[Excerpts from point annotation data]
_ _ _ _

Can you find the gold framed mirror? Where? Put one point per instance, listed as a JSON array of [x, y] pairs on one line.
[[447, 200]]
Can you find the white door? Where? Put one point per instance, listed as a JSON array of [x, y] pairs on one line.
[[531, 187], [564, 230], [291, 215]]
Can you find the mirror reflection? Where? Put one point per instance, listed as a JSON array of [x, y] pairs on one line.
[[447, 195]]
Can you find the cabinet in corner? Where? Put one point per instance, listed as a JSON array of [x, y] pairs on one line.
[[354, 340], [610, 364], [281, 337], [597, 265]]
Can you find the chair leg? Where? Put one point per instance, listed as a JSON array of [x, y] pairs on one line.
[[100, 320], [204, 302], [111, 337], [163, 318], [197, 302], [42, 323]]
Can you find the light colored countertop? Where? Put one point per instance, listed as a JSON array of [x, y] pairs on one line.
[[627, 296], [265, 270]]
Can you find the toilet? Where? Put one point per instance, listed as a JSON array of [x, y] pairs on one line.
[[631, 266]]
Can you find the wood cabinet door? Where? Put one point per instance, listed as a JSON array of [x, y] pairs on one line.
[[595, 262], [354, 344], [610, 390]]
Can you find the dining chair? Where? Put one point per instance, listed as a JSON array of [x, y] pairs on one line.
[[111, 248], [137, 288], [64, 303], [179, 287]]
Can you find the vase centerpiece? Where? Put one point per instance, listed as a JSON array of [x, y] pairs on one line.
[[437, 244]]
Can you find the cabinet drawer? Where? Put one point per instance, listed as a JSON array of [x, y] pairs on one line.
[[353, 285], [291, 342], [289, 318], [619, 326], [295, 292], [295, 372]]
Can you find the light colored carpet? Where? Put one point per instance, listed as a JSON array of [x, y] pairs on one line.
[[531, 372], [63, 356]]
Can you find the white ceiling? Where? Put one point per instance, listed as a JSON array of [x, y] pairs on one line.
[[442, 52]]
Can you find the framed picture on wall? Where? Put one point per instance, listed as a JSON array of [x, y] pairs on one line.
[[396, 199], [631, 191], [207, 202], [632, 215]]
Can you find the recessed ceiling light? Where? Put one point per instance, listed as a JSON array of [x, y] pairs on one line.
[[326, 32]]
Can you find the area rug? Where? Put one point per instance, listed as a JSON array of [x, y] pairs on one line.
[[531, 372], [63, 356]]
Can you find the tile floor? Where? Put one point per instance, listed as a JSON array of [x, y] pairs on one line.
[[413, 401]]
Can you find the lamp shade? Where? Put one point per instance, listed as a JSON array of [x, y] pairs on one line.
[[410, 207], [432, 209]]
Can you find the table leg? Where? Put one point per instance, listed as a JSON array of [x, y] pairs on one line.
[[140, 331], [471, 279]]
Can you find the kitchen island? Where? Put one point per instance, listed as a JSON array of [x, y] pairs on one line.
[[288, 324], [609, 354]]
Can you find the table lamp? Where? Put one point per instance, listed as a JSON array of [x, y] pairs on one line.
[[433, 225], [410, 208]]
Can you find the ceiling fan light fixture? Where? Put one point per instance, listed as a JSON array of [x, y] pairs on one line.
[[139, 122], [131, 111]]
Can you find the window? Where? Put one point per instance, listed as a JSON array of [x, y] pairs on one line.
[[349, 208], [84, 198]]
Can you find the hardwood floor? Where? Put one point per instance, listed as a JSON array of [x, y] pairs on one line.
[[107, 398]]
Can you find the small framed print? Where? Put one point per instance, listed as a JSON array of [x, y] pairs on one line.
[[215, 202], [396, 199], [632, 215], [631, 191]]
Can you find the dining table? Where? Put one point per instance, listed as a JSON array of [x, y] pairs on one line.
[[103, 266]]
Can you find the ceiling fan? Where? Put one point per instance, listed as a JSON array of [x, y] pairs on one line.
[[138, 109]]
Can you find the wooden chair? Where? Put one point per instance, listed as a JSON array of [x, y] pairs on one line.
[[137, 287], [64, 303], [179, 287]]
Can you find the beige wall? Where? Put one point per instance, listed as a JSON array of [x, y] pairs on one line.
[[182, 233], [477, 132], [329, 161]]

_ _ _ _

▶ SET EXERCISE: Please return all the entries above as a JSON list of strings, one string per line, skipping any blank lines.

▶ SOLUTION FOR THIS EXERCISE:
[
  "Can you find the gold framed mirror? Where? Put one point per instance, listed as a JSON array of [x, y] pairs on one line.",
  "[[447, 200]]",
  "Can you find the white door? Where? Put one point per instance, listed as a JSON array of [x, y] pairs on one line.",
  "[[531, 187], [564, 230], [291, 215]]",
  "Can you find the mirror reflection? Where? Put one point per instance, listed as a JSON array of [x, y] pairs on one line.",
  "[[447, 195]]",
  "Can you find the cabinet in corner? Where? Put one point per instance, listed as a JSON array of [x, y] pairs on one line.",
  "[[354, 340], [610, 364], [281, 337], [597, 265]]",
  "Can you find the chair leg? Where? Put one point per instance, listed as a JSON array of [x, y] pairs on one line.",
  "[[100, 320], [204, 302], [111, 337], [163, 318], [197, 302], [42, 323]]",
  "Can you find the light colored countertop? Where? Put one point per instance, listed as a JSON array of [x, y] pairs on one line.",
  "[[627, 296], [265, 270]]",
  "Can you find the toilet? Where? Put one point per instance, listed as a JSON array of [x, y] pairs on one line.",
  "[[631, 266]]",
  "Can you find the wood cabinet door? Where? Put one point per instance, listed as a JSON array of [x, y] pairs on one line.",
  "[[595, 262], [354, 344], [610, 390]]",
  "Can you find the dining chair? Where? Put one point per instance, listed as a JSON array of [x, y] pairs on one line.",
  "[[111, 248], [137, 288], [64, 303], [179, 287]]",
  "Can you find the vase centerpiece? Where? Put one point per instance, listed as a JSON array of [x, y] pairs on one line.",
  "[[437, 244]]",
  "Can you find the cabinet drawer? Where? Put one point per instance, listed as a JSON array of [x, y] pairs on one line.",
  "[[353, 285], [291, 342], [289, 318], [619, 326], [295, 292], [295, 372]]",
  "Can you find the light colored carpet? Where? Put one point per instance, listed as a JSON array of [x, y] pairs on one line.",
  "[[531, 372], [63, 356]]",
  "Can you find the white ceiling? Where? Put one point per instance, listed as a JSON array of [x, y] pairs on one line.",
  "[[442, 52]]",
  "Can you find the framed picture on wall? Where? Put one point per instance, listed as a JSON array of [x, y] pairs on one line.",
  "[[396, 199], [631, 191], [207, 202], [632, 215]]",
  "Can you find the recessed ceiling light? Where? Put one point per instance, listed as a JSON array of [x, y] pairs on one line.",
  "[[326, 32]]",
  "Can you find the area rug? Where? Put one point per instance, listed as a JSON array of [x, y] pairs on one line.",
  "[[531, 372], [63, 356]]",
  "Can you find the tile floor? Where? Put one point per instance, listed as a JSON array of [x, y] pairs on one line.",
  "[[413, 401]]",
  "Can you find the lamp shade? Where? Put one point per instance, listed as a JSON array of [x, y] pairs on one line.",
  "[[410, 207], [432, 209]]",
  "Can you find the table leg? Where? Put one point per instance, listed as a JSON array of [x, y] pairs on one line.",
  "[[140, 331], [471, 279]]",
  "Can you find the kitchen island? Where? Put one point per instance, listed as a JSON array of [x, y] pairs on one line.",
  "[[288, 324], [609, 354]]",
  "Can you find the table lamp? Where? Put one point per instance, listed as a JSON array of [x, y] pairs on one line.",
  "[[433, 225], [410, 208]]",
  "Can you find the ceiling fan light fixture? Where? Put one point per instance, listed as a JSON array of [x, y] pairs on one line.",
  "[[139, 122], [131, 111]]",
  "Can you find the window? Where? Put one point per instance, listed as a JSON array of [x, y] pairs on one line.",
  "[[349, 208], [84, 198]]",
  "Can you find the hardwood floor? Where? Put one point per instance, listed as a JSON array of [x, y] pairs on one line.",
  "[[107, 398]]",
  "Can you find the small framed print? Where? Put one point per instance, listed as a JSON array of [x, y] pairs on one line.",
  "[[215, 202], [396, 199], [632, 215], [631, 191]]",
  "Can you find the dining table? Where? Put one point per instance, listed as a JSON array of [x, y] pairs on one line.",
  "[[103, 266]]",
  "Can you find the ceiling fan? Where? Put one point per instance, listed as a JSON array of [x, y] pairs on one line.",
  "[[138, 109]]",
  "Can you find the wooden chair? Where? Put one point per instance, listed as a JSON array of [x, y] pairs on one line.",
  "[[137, 287], [64, 303], [179, 287]]",
  "Can you find the beige wall? Where? Put one point per instance, listed as a JSON array of [x, y] pairs on one line.",
  "[[182, 233], [477, 132], [329, 161]]"
]